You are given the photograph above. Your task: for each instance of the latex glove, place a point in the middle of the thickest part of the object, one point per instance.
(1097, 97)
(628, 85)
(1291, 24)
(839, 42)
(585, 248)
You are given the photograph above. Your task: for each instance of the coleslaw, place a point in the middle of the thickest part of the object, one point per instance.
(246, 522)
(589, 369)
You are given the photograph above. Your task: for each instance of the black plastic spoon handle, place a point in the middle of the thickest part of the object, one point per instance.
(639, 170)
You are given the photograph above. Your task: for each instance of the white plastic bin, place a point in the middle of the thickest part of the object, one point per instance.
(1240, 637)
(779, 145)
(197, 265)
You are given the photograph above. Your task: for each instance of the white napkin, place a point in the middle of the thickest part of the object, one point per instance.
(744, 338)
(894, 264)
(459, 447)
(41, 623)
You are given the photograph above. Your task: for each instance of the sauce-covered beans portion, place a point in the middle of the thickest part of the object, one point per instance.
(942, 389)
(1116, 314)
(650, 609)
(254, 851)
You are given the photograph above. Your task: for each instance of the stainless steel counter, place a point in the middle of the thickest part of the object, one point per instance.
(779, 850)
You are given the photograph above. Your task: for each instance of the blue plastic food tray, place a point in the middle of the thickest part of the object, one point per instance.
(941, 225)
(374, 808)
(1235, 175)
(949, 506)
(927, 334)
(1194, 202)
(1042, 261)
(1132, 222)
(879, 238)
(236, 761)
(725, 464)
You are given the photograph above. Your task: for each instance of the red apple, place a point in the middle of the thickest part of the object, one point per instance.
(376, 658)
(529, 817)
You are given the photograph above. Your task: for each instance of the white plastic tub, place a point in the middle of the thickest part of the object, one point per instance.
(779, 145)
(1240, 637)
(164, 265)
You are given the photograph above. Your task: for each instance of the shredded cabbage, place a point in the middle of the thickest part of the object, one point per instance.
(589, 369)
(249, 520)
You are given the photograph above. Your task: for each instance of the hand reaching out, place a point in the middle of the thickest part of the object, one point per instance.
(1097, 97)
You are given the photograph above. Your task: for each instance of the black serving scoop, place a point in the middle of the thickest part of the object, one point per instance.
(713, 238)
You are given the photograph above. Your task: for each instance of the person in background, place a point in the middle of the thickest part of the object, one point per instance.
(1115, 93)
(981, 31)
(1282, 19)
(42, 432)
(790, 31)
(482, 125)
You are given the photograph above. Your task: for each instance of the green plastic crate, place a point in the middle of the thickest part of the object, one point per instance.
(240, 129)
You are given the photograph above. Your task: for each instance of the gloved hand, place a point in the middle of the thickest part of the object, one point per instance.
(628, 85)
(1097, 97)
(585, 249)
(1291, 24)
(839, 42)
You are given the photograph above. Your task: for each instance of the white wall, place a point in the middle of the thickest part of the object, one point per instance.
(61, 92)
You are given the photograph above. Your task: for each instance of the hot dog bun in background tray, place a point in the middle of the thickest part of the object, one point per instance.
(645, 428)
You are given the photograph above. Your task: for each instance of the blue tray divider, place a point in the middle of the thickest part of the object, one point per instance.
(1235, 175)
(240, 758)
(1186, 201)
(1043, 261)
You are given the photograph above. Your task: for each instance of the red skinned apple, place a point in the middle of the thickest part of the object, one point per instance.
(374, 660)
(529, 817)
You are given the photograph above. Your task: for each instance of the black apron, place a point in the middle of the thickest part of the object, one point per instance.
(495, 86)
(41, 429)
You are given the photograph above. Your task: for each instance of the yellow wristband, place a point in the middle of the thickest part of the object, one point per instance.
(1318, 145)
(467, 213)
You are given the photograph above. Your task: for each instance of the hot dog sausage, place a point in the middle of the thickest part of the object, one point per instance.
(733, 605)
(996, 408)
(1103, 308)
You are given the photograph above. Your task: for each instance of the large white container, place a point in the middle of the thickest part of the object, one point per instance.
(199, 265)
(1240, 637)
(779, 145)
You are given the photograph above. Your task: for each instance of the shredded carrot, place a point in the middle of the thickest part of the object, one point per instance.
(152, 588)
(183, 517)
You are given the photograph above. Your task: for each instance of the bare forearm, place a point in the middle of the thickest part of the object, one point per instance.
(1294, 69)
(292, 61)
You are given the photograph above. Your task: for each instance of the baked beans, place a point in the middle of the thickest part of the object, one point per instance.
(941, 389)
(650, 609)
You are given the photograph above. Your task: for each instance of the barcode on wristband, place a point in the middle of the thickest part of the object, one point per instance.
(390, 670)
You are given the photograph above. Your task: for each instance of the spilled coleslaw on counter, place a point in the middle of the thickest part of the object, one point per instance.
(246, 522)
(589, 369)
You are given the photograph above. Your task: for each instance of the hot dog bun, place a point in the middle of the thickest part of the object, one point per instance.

• _GIVEN INSTRUCTION_:
Copy out unchanged every line from the one containing "of the baked" through the final line above, with both of those lines included.

• _ANSWER TO THIS PROBLEM_:
You are given the photograph above. Your task: for each instance of the baked beans, place a point in the middle of the thickest part of the object, one point per instance.
(941, 389)
(650, 609)
You are given the photograph above. Your task: for each instance of the barcode on wristband, place a point in the middle of the thickest part of the object, one point per instance.
(390, 670)
You are given the photograph above. Your task: for each instance of the spilled coleslaw on counter, place a point in the middle of the thickest part of the object, one point per instance.
(246, 522)
(589, 369)
You are given the photograph above. Your task: for each instance of the hot dog bun, place a point in the middle of the thickest part of the object, one point per instance.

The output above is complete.